WHAT IS EXPECTED: Update the listing from the line with "In this exercise you will mark every instance of the cabinet" to the line with "<point>529,247</point>" by replacing "tan curtain" with "beige curtain", and return those lines with everything else unchanged and the pictures left out.

* * * * * * * * *

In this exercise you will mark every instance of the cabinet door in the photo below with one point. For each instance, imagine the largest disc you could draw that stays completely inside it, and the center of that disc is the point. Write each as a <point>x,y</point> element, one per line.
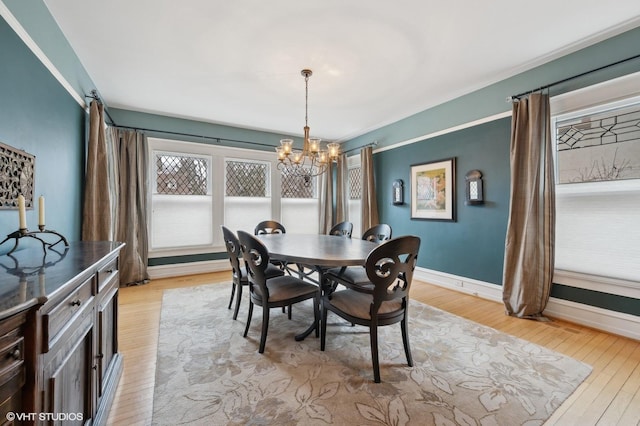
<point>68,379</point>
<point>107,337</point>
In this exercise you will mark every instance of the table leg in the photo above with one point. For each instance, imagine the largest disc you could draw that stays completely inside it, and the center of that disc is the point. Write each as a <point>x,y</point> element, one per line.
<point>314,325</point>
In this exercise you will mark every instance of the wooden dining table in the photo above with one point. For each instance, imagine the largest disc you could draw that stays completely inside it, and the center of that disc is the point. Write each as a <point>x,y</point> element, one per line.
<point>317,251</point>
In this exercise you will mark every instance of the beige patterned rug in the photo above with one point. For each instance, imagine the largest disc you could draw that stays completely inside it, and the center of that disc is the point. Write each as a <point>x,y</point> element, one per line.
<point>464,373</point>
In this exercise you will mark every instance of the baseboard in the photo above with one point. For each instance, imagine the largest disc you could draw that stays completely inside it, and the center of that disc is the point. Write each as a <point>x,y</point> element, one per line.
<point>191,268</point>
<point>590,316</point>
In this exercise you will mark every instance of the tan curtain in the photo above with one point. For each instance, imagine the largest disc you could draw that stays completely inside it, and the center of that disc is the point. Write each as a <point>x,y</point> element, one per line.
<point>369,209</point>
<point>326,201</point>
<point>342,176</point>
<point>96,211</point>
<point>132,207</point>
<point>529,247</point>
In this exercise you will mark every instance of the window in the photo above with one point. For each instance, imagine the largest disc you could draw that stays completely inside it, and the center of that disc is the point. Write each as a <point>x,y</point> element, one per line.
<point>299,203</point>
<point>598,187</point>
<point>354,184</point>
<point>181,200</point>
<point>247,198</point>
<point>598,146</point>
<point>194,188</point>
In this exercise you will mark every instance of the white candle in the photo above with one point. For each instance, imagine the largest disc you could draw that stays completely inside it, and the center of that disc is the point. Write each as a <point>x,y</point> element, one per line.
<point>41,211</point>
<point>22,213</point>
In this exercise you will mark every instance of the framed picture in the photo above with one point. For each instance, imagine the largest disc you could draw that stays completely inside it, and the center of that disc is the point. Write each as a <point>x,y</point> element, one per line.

* * * * * * * * *

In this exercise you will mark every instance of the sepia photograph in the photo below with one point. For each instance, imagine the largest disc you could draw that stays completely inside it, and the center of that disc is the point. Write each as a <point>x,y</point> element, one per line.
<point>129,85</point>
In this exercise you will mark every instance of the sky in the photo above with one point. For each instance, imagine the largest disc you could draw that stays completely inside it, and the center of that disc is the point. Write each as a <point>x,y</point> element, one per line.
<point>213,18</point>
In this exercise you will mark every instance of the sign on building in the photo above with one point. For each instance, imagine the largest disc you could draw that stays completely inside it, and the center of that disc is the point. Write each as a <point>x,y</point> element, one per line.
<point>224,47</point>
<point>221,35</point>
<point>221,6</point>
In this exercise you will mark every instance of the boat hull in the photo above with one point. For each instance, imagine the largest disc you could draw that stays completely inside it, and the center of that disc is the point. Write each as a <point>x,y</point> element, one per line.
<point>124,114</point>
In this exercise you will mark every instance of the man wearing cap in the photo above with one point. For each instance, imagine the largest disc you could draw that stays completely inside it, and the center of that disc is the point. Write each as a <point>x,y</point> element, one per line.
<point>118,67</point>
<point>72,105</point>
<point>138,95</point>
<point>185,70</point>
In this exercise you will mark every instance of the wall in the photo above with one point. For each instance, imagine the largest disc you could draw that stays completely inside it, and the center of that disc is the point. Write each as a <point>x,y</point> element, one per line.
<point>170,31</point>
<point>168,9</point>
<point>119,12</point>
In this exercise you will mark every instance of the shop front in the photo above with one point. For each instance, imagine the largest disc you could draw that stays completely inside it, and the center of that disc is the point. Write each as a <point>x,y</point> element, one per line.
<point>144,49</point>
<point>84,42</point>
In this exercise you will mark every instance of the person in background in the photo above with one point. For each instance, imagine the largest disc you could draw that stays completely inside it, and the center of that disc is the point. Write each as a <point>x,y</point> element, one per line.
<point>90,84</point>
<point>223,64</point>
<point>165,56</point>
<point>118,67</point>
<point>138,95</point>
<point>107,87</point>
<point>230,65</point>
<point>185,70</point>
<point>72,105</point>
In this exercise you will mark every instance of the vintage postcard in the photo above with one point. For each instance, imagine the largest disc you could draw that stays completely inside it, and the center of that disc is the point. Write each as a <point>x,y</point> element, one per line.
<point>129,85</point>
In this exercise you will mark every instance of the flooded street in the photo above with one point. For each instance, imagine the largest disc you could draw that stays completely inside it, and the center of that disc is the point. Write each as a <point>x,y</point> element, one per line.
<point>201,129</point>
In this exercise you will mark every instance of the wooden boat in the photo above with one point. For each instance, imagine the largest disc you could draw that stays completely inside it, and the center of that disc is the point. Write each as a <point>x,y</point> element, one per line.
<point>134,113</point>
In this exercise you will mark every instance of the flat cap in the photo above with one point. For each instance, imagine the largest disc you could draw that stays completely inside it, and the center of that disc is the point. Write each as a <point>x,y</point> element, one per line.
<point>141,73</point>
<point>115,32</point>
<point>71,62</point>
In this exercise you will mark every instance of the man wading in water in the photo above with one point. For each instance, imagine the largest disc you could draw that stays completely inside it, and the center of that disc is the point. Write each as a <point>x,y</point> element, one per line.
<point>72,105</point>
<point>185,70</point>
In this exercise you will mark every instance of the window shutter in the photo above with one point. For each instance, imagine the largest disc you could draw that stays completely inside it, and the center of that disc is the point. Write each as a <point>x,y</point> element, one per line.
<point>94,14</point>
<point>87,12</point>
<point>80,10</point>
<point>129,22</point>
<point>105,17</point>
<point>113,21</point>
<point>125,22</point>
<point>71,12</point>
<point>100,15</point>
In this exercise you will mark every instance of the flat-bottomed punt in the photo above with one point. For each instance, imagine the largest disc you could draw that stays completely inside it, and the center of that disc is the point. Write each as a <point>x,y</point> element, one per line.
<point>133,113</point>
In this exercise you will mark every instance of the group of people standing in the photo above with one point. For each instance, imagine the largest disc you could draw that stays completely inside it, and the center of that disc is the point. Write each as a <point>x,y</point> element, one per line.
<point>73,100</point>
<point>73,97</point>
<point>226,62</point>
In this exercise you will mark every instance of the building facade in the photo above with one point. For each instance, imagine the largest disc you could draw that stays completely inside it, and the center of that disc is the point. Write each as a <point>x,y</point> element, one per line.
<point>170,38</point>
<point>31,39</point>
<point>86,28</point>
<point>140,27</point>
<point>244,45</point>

* * * * * * * * *

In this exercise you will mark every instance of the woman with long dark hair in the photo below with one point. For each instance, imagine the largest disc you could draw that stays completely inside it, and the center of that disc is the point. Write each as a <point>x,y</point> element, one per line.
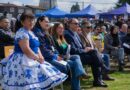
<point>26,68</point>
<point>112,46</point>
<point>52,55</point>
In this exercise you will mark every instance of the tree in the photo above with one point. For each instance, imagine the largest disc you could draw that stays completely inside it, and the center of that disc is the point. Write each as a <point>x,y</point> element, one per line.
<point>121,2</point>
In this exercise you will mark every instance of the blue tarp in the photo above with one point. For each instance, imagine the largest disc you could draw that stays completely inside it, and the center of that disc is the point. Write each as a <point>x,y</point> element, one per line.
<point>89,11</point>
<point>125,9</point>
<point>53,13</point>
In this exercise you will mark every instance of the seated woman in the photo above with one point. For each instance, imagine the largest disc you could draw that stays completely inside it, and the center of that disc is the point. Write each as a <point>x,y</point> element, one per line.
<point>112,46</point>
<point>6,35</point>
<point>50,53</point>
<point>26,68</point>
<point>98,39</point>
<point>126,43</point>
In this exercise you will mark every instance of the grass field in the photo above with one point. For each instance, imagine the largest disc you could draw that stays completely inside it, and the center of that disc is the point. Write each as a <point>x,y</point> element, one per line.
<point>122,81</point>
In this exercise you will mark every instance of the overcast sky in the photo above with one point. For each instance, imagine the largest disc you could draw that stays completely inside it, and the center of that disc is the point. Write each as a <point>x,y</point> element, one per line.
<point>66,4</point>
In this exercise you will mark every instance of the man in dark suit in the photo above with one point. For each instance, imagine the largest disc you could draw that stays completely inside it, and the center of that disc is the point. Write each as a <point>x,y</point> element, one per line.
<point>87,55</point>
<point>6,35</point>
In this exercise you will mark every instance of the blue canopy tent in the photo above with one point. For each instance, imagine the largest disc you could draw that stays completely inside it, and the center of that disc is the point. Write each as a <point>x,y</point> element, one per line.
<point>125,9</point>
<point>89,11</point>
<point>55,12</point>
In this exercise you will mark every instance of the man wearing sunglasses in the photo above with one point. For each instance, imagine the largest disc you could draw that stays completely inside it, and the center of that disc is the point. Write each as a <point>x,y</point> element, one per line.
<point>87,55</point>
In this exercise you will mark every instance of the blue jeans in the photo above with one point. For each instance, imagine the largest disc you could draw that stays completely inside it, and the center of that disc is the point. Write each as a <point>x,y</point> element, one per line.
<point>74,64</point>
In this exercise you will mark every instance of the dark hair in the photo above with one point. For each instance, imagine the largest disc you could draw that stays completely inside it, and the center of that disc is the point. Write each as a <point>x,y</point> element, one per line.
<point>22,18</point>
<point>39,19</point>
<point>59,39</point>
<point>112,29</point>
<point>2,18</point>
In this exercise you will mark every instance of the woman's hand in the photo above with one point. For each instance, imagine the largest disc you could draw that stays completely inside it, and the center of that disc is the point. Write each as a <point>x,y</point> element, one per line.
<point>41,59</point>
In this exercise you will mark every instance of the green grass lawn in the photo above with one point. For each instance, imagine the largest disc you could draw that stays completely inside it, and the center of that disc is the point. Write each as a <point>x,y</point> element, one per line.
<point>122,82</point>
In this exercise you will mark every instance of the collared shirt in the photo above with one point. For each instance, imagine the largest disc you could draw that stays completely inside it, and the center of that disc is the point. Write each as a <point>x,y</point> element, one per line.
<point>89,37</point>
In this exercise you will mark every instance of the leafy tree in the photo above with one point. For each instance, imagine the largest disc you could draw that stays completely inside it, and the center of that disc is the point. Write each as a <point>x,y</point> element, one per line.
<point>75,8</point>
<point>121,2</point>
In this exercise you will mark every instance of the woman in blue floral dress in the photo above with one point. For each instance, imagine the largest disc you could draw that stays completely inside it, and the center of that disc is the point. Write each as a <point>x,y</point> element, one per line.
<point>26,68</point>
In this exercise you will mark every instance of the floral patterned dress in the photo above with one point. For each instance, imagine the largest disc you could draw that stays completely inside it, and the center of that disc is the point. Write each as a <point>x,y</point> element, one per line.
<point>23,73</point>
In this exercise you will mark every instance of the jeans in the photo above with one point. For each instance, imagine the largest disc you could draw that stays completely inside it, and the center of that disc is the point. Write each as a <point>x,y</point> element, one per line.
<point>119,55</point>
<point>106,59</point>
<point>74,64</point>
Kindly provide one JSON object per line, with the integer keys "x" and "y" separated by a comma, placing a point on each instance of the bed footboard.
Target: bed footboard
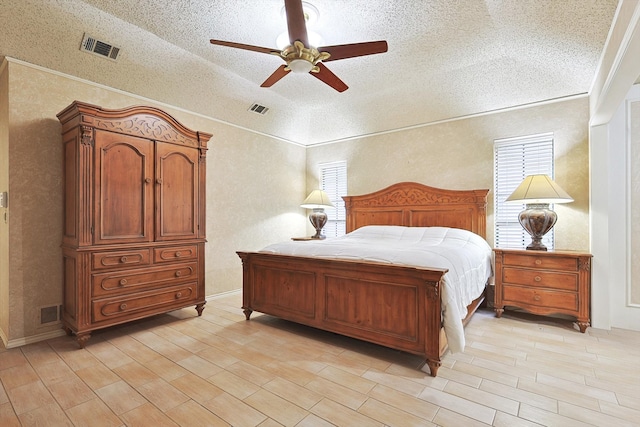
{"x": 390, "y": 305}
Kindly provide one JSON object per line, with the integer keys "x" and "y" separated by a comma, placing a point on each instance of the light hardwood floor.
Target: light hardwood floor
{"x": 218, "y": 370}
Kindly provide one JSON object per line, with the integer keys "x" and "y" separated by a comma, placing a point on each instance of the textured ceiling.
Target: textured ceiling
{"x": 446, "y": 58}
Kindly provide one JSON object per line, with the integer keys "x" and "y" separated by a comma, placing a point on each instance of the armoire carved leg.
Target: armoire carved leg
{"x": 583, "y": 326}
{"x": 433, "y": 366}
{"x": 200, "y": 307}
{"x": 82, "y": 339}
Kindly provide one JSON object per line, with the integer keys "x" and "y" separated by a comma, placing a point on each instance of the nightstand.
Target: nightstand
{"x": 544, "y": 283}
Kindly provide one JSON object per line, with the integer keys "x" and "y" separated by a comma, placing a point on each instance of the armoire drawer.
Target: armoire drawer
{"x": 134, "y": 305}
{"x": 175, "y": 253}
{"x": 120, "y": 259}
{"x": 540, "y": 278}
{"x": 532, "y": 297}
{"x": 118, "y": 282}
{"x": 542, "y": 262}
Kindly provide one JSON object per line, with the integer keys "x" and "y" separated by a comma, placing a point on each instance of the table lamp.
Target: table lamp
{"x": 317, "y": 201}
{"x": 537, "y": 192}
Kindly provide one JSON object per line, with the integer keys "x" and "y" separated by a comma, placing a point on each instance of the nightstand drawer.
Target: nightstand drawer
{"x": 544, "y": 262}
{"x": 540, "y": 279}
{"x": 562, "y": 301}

* * * * * * * * *

ANSWER IN FULL:
In this exercise you will mark every instance of the cabinet door in the photo below with one point. For each instance, imagine the largest disc you could draw that stays completely inside it, and the center of that disc is the point. Write each as a <point>x,y</point> element, one per line.
<point>68,379</point>
<point>107,337</point>
In this exercise you will mark every instance of the table leg in the photo above with one point. For each instance, imagine the largest disc you could draw that stays completely inside it, and the center of that disc is the point. Write each as a <point>x,y</point> element, one per line.
<point>314,325</point>
In this exercise you will mark every instance of the wooden dining table in the photo above with one point. For each instance, imagine the largest disc you could draw that stays completely inside it, and the center of that disc is the point. Write each as a <point>x,y</point> element, one per line.
<point>317,251</point>
In this exercise you will mark every instance of the beige patterned rug in the photo above with one point. For each instance, imagine the largest disc you could draw that stays completely inside it, and the center of that disc is the point. Write each as a <point>x,y</point> element, one per line.
<point>464,373</point>
In this exercise you will mark every instance of the baseboard in the photo above with one point. For each instance, imagine the largest disc you could draw that stays completely inside it, and the center of that disc is the point. Write each as a <point>x,y</point> element, one per line.
<point>191,268</point>
<point>590,316</point>
In this exercise you will mark every instance of the beige curtain in the photo above with one point. For each instance, imagine the largest disc you could draw that stays completely inside it, and the center of that disc is the point. Write each as a <point>x,y</point> element, one per line.
<point>369,209</point>
<point>326,201</point>
<point>342,176</point>
<point>96,211</point>
<point>132,207</point>
<point>529,247</point>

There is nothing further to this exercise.